* To do
An exact copy of the lines from the one containing "the white wall" to the end of the records below is required, and nothing else.

=====

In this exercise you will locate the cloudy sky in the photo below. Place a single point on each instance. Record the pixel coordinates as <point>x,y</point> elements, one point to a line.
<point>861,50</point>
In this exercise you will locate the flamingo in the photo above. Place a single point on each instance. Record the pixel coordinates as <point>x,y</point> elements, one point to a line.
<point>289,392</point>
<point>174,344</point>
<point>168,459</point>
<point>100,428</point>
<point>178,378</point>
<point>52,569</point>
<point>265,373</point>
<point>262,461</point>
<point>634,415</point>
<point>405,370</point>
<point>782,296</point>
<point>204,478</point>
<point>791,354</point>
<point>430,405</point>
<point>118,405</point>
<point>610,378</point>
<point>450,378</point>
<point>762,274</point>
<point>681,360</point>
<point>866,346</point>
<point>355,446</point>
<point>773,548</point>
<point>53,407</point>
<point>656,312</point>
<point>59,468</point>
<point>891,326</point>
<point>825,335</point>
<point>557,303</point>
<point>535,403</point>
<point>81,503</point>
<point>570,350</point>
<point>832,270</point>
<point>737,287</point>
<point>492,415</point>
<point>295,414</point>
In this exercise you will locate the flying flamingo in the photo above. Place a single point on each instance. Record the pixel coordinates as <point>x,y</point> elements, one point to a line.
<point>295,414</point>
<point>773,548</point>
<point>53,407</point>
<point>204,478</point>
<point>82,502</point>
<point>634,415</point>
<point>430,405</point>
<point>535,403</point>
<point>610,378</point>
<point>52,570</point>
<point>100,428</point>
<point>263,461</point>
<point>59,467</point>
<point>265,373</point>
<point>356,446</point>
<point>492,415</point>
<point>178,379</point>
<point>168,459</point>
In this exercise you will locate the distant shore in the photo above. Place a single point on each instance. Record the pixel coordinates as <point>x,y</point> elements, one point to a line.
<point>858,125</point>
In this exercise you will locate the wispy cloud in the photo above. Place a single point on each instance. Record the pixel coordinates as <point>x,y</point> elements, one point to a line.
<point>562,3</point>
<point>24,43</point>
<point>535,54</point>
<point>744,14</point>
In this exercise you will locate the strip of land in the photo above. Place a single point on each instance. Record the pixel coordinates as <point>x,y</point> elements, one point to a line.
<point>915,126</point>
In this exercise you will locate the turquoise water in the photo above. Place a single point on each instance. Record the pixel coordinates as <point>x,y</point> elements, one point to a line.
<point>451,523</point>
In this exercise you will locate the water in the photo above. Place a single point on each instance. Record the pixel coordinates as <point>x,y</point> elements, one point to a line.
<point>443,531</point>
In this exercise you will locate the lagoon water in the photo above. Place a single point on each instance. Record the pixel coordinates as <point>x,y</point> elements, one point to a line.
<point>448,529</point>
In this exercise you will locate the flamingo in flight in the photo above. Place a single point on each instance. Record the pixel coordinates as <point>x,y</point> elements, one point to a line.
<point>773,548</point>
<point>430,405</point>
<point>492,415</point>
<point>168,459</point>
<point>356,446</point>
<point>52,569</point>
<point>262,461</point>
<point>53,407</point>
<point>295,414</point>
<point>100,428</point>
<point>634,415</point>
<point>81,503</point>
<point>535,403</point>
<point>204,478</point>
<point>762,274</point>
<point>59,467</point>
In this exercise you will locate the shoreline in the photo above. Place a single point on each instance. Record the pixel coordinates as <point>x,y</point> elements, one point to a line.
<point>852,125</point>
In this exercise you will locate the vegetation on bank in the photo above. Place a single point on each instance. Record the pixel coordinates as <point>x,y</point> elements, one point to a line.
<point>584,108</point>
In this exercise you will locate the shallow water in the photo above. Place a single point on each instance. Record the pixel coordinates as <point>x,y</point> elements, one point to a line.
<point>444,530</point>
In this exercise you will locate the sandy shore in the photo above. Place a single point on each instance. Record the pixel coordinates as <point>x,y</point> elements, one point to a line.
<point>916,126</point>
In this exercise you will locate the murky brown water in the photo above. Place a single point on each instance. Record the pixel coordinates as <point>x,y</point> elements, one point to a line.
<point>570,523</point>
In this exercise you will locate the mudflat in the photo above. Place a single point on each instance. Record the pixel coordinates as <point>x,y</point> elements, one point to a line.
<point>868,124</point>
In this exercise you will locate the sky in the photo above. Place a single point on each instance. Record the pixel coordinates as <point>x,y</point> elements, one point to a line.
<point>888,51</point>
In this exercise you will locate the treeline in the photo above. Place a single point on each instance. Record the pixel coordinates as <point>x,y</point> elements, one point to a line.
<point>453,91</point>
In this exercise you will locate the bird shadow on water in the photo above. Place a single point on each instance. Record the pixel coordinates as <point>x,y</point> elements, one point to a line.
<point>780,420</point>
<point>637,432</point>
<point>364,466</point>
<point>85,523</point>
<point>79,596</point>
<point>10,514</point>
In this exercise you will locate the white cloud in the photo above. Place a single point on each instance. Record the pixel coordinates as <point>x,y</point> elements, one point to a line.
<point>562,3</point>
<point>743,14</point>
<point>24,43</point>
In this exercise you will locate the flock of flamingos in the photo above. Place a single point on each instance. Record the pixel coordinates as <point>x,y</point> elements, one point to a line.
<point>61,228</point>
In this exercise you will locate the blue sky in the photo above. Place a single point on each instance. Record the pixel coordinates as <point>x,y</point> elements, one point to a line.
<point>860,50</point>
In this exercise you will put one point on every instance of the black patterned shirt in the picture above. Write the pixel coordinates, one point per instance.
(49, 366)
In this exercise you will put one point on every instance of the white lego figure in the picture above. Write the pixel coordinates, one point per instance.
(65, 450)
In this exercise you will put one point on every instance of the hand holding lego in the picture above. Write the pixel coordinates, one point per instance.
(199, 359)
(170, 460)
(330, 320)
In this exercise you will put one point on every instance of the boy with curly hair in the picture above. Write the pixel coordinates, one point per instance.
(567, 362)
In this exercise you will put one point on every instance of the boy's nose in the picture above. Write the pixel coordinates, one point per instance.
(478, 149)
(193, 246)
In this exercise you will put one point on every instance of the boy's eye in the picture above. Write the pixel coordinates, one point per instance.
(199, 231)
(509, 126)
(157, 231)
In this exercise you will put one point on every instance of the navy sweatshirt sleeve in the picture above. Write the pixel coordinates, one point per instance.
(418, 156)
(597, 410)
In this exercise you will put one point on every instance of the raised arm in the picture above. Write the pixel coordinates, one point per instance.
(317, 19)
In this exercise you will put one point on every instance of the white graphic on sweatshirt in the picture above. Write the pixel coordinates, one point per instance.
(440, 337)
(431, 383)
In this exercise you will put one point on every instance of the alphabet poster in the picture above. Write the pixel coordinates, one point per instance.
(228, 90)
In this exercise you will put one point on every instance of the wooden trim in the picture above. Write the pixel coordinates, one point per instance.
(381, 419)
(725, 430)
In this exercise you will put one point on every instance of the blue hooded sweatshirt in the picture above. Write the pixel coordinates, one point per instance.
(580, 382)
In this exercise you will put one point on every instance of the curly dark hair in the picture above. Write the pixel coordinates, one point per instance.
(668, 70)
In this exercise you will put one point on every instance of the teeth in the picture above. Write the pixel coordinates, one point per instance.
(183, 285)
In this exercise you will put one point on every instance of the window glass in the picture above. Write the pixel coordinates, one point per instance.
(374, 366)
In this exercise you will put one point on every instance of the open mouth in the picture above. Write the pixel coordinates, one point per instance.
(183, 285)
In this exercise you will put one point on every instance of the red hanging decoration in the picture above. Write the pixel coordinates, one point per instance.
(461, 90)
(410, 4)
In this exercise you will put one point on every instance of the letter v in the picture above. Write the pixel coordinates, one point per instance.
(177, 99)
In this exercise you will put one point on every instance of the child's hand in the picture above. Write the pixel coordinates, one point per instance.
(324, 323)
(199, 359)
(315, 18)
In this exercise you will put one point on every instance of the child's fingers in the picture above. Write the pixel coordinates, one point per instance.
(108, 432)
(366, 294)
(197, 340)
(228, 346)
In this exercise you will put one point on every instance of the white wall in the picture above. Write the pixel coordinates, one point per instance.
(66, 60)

=====

* Solution below
In this exercise you will put one point on every instance of the white wall in the picture above. Write the pixel coordinates, one point per instance.
(66, 60)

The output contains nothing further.